>> Begin Selected extract

And I talked to a manager. So, well, you hired them, you train them, you coach them. You know, if a quota attainment's at 40%, you, we need to reframe that as that's a 60 percent failure on the part of management and leadership.

had a, you had, you made me have a flashback cause I spent my first eight years out of college in retail. So I was a buyer for Macy's and part of our part of our, Annual performance review was one component of it was how many of your employees got promoted this year.

And I was like, so basically what you're saying is what that KPI, that metric would be.

So how many of your sellers hit quota this year? Because it's, you know, you hear, you know, as we're again, Steven, you'll jump, you'll know, this'll feel very comfortable for you, but we're always talking about OTE, right? You know, like, What's the OT and I'm like, I'm thinking to myself, does it matter because you're not going to hit OTE?

This is the same thing when people are like, can tell me about stock options. And I was like, why do I need to talk to you about stock options? You are sure shit not going to be here in four years when it best. So why would I, why do you, why are you even bothering to ask about OTE? You know, chances are slim.

You're going to hit what you should be asking us. How many people hit last year? Right?

>> End Selected extract
>> Begin Supplied data

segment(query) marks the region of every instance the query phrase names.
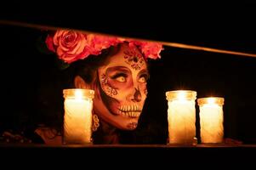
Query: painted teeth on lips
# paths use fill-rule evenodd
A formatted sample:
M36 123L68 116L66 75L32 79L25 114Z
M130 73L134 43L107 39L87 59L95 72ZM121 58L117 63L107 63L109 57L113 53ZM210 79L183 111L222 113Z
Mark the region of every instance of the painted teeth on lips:
M123 116L139 117L141 113L141 107L139 105L122 105L120 106L118 114Z

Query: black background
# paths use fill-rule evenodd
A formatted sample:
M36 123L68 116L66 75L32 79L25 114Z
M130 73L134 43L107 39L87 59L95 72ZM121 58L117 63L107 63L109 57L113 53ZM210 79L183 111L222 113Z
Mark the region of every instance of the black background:
M6 13L2 19L256 54L255 4L179 7L179 9L166 7L160 12L143 11L139 14L138 8L134 9L134 13L138 12L136 16L126 14L123 20L115 16L126 14L127 10L108 10L105 15L100 16L91 11L80 11L69 17L66 14L52 17L34 14L35 8L26 13L23 9L12 14ZM54 105L51 109L57 112L60 107L56 105L62 102L58 89L61 86L61 71L54 55L38 50L42 47L40 37L43 37L43 29L6 24L0 26L1 130L32 128L38 122L61 118L58 113L47 113L43 108L43 105ZM128 139L135 135L139 143L165 143L168 136L165 92L182 88L196 91L198 98L224 97L225 137L256 143L256 59L171 47L164 48L161 60L150 61L149 96L141 123L135 132L124 136ZM196 110L198 114L198 107ZM198 119L196 127L199 136Z

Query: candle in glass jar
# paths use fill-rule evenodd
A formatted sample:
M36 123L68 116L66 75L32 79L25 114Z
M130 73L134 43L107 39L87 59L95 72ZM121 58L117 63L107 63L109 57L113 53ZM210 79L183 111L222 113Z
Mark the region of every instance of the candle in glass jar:
M197 99L200 112L200 133L202 143L223 142L224 98L201 98Z
M196 137L196 92L176 90L166 93L168 101L169 144L192 144Z
M94 90L65 89L64 143L89 144Z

>> End Supplied data

Complete the following:
[1] Summarize the conversation about sales quotas in two sentences.
[2] Write the next few lines of the conversation about sales quotas, picking up after its final line.

Responses for each task:
[1] One speaker argues that because managers hire, train, and coach their sellers, 40% quota attainment should be reframed as a 60% failure of management and leadership. Another recalls that performance reviews as a buyer at Macy's counted how many employees were promoted, compares that to counting how many sellers hit quota, and questions why candidates ask about OTE or stock options when the chances of hitting OTE or staying four years are slim, saying they should instead ask how many people hit quota last year.

[2]
Right. And the knock on effect from all this this low performance is it carries throughout people's careers. Right? So I was reading this and I'd mentioned this on a previous episode, I was reading this interesting article a couple of years ago about what they do, what the program they've implemented in the Chicago Public School District, which everybody knows is huge or troubled school district, to reduce the rate of high school dropouts. And so they started this program called freshmen on target. And basically the intent, you know, simplifying the tent was they refused to let freshmen fail because they knew if they could get somebody through freshman year, they were having much

We're halfway home.

graduating and we could do something similar in sales and I called it seller on target.

And there's things you can do to ensure that the people that are coming up through hit a certain level of success because what happens with success, you know, if you have a seller in the first year that. Even if you have a far reduced quota and the goals are there, but they achieve it. What do they want to do in year two?

Achieve their quota. They want to hit their number. Once you've had success, you want to keep succeeding. And we have these basic psychological rules that have been known for decades

Success begets success.

Is help people succeed. Don't let them fail. But we have this, you know, Darwinian quote unquote Darwinian environment in sales that now we're going to weed out these losers and so on.

You hired them for a reason, right? Yes.

I'm going to go on a really big limb here and talk, but I'm going to play off what you said earlier about we have a mental health crisis. So, part of the things that I talk about in the book is the difference between the 90 percenters and the 10 percenters. And again, I pull from athletics.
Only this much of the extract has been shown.